- _Task_
Retype each entry below precisely as it reads.
===== Study material
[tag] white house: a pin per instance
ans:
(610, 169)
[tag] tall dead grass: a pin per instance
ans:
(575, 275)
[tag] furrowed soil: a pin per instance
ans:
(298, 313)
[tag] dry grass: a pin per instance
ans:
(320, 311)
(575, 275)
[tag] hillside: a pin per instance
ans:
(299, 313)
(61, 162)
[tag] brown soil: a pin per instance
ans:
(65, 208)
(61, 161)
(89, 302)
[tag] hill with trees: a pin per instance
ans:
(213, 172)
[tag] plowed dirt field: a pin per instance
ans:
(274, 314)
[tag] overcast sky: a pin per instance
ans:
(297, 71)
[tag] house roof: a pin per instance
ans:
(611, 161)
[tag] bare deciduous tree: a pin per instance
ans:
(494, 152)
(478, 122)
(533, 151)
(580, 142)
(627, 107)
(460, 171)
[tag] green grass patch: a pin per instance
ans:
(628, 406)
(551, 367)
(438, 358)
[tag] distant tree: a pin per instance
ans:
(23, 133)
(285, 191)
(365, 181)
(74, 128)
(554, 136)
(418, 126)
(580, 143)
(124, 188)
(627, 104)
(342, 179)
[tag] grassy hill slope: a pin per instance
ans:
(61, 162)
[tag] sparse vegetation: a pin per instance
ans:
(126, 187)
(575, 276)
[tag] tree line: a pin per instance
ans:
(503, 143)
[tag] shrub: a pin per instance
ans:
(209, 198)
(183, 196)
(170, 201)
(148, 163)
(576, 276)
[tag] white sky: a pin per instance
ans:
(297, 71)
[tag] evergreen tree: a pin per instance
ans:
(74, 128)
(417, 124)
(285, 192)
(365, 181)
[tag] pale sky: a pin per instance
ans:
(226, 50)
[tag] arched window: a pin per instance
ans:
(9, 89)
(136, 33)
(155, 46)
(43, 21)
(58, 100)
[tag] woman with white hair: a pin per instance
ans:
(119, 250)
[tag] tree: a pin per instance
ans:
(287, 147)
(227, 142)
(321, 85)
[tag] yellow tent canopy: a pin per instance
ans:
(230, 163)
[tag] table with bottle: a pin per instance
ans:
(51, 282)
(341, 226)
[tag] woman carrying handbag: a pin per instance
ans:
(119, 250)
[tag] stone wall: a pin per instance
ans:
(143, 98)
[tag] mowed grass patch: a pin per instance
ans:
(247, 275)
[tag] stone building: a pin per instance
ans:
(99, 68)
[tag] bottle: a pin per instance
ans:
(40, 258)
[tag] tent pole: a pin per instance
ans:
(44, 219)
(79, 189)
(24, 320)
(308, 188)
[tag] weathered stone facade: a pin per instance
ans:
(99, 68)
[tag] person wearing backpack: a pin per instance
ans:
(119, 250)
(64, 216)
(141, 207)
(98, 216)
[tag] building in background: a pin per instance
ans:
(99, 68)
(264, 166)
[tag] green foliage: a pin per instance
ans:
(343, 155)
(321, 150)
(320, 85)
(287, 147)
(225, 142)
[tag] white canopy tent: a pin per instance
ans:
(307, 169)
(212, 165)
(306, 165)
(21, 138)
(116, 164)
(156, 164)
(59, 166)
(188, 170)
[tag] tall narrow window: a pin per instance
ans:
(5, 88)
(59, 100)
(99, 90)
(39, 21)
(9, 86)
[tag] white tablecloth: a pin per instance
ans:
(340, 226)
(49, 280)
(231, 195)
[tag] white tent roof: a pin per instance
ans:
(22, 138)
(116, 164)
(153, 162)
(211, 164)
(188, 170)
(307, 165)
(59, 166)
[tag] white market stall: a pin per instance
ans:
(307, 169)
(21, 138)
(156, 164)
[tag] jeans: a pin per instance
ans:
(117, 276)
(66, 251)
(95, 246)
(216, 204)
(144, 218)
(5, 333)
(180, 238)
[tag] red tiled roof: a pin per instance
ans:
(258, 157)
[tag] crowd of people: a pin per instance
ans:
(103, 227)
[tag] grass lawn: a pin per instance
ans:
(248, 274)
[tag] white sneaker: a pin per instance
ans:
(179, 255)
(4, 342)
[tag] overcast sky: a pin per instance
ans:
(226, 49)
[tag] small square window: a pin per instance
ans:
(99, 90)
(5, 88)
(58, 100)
==========
- _Exercise solution_
[tag] white house: a pin per instance
ans:
(610, 169)
[tag] tall dead grass: a pin per instance
ans:
(575, 275)
[tag] furrowed soil: a pin per instance
ans:
(298, 313)
[tag] dry grass: a pin per instance
ans:
(320, 311)
(575, 275)
[tag] hillside: a pin per instance
ans:
(299, 313)
(61, 162)
[tag] brown soil: a pin per instance
ans:
(65, 208)
(61, 161)
(89, 302)
[tag] hill with trees: a pin per instance
ans:
(213, 172)
[tag] plowed dirt field: a pin per instance
ans:
(274, 314)
[tag] overcast sky: a pin per instance
ans:
(297, 71)
[tag] house roof: a pin per instance
ans:
(611, 161)
[tag] bare deciduous tree: a pin per instance
ans:
(494, 152)
(478, 122)
(533, 151)
(580, 142)
(627, 107)
(460, 171)
[tag] green grass patch: a pin per instance
ans:
(628, 406)
(551, 367)
(438, 358)
[tag] distant tree: a pin per instance
ans:
(23, 133)
(285, 191)
(365, 181)
(74, 128)
(554, 136)
(418, 126)
(580, 143)
(124, 188)
(627, 104)
(342, 179)
[tag] grassy hill slope: a pin per instance
ans:
(61, 162)
[tag] sparse vegetation: a pin per instance
ans:
(126, 187)
(575, 276)
[tag] tree line: a pin per instance
ans:
(503, 143)
[tag] shrub: a pin per instance
ans:
(209, 198)
(183, 196)
(170, 201)
(148, 163)
(576, 276)
[tag] white sky: a pin per instance
ans:
(297, 71)
[tag] evergreen tree: a pin per instance
ans:
(74, 128)
(417, 124)
(285, 192)
(365, 181)
[tag] pale sky: a pin per instance
ans:
(226, 50)
[tag] arched window: a pin per instance
ans:
(9, 89)
(136, 33)
(155, 46)
(43, 21)
(58, 100)
[tag] woman with white hair: a pin per instance
ans:
(119, 250)
[tag] tree: a pin per instance
ans:
(287, 147)
(227, 142)
(321, 85)
[tag] yellow tent canopy: a pin per instance
ans:
(230, 163)
[tag] table with bottle: a pin per instance
ans:
(51, 282)
(341, 226)
[tag] woman carrying handbag: a pin per instance
ans:
(119, 250)
[tag] stone wall: a pin per instance
ans:
(143, 98)
[tag] mowed grass patch: a pin per instance
ans:
(247, 275)
[tag] stone building: a pin per instance
ans:
(99, 68)
[tag] bottle: a pin per instance
ans:
(40, 258)
[tag] tent pole: a pin per instance
ans:
(44, 219)
(79, 189)
(24, 320)
(308, 188)
[tag] weathered stone facade: a pin per instance
ans:
(99, 68)
[tag] person wearing backpack: a pin per instance
ans:
(119, 250)
(64, 216)
(141, 207)
(98, 216)
[tag] building in background: a pin per instance
ans:
(99, 68)
(264, 166)
[tag] green foliage: a pin per instance
ans:
(343, 155)
(321, 150)
(320, 85)
(287, 147)
(225, 142)
[tag] white canopy tent: a pin per instance
ans:
(307, 169)
(212, 165)
(306, 165)
(21, 138)
(116, 164)
(156, 164)
(59, 166)
(188, 170)
[tag] tall narrow window: a pin per instance
ans:
(5, 88)
(59, 100)
(99, 90)
(39, 21)
(9, 86)
[tag] white tablecloth: a pin per instance
ans:
(340, 226)
(49, 280)
(231, 195)
[tag] white tent roof: a pin per instance
ans:
(22, 138)
(116, 164)
(153, 162)
(211, 164)
(188, 170)
(307, 165)
(59, 166)
[tag] white market stall: a pin per instance
ans:
(307, 169)
(21, 138)
(156, 164)
[tag] jeans: a pin per instance
ans:
(117, 276)
(66, 251)
(95, 246)
(216, 204)
(144, 218)
(5, 333)
(180, 238)
[tag] red tiled roof: a pin per instance
ans:
(258, 157)
[tag] crowd of people: a pin per instance
ans:
(103, 227)
[tag] grass lawn: a pin per instance
ans:
(248, 274)
[tag] white sneaker: a pin per instance
ans:
(179, 255)
(4, 342)
[tag] overcast sky: a pin per instance
ans:
(226, 49)
[tag] small square window: a pin per instance
ans:
(99, 90)
(5, 88)
(58, 100)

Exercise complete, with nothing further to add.